_The input_:
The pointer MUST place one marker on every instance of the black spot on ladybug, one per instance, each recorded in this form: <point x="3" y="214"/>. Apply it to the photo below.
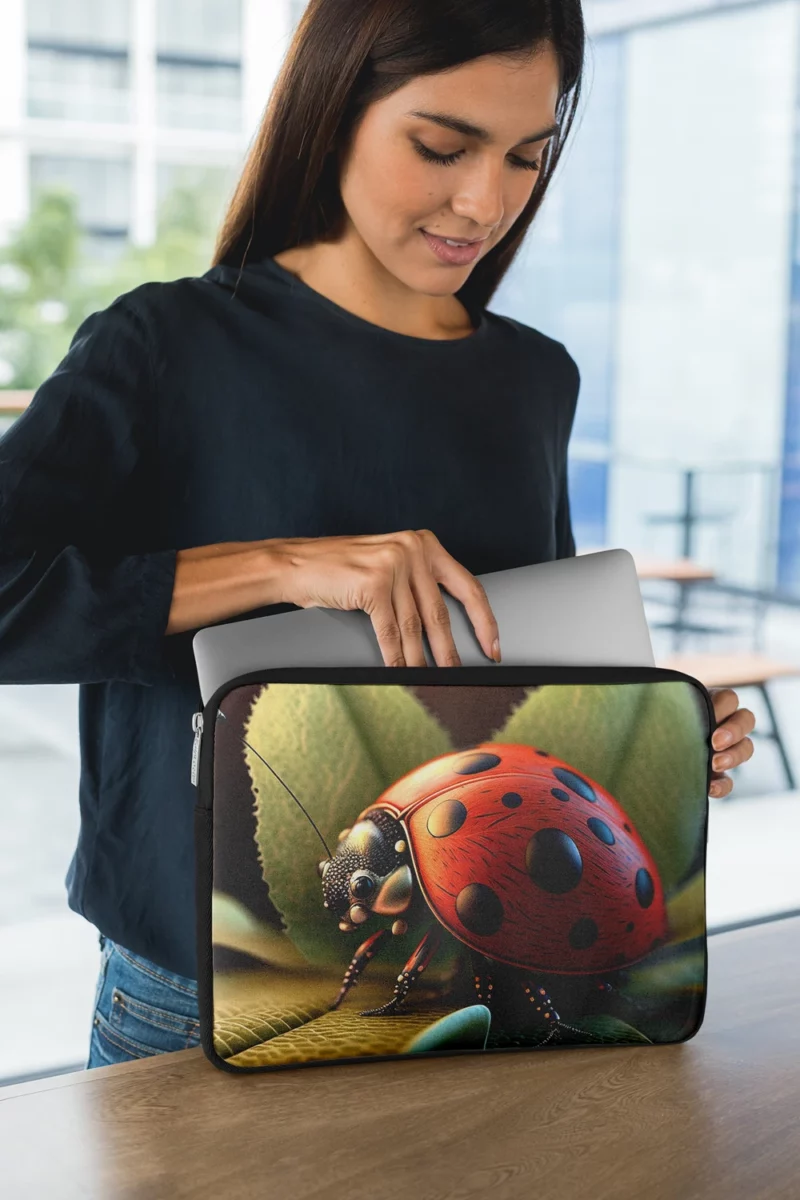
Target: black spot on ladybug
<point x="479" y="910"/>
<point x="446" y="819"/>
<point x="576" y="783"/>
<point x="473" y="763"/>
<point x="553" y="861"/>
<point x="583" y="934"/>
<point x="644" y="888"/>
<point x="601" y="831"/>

_Your task_: Reproduce the data above exactly, leaving out any picture in it.

_Result below_:
The pointer MUST place one marker on every instance of the black spot on ladybug, one per instance, each recorded in this form: <point x="3" y="214"/>. Apply it to the photo below.
Target: black spot on ladybug
<point x="479" y="910"/>
<point x="446" y="819"/>
<point x="576" y="783"/>
<point x="473" y="763"/>
<point x="553" y="861"/>
<point x="583" y="934"/>
<point x="644" y="888"/>
<point x="601" y="831"/>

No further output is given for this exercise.